→ **Passage provided**:
+ + + + + + +

I found this poem I wrote a couple of years ago after visiting the Holocaust museum, Yad Vashem in Jerusalem. I just realised there is a reference to Pajeczno in it. I don't think that when I wrote the poem I thought that I would ever go to Poland.
Life is one very odd journey isn't it?


For my Great Aunt Tamar Koziwoda – May her dear soul be a blessed memory


Do you know that I was named for you Tamar?
I’ve known that all my life.
I know that you gave your life so that I could be named in honour of you.
I often wonder who you were,
What you thought
And what you felt.

You came from little Pajeczno
But we don’t know where you died.
Did you ever find love Tamar
In your short, beautiful life?

I feel like I’ve been searching for you my entire life
Like the sister I never had
You were simply born at the wrong time
Or maybe the wrong place
You never had a chance.

I finally found you
Or did you find me?
My dearest Tamar
In Yad Vashem I saw your name
Just one of millions of souls.

+ + + + + + +

→ **Provided data**:
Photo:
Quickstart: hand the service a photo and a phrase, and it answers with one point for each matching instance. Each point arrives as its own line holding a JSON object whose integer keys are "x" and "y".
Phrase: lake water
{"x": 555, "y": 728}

+ + + + + + +

→ **Exercise prompt**:
From the passage about Tamar, extract the portion between "I found this" and "go to Poland.", inclusive.

→ **Expected output**:
I found this poem I wrote a couple of years ago after visiting the Holocaust museum, Yad Vashem in Jerusalem. I just realised there is a reference to Pajeczno in it. I don't think that when I wrote the poem I thought that I would ever go to Poland.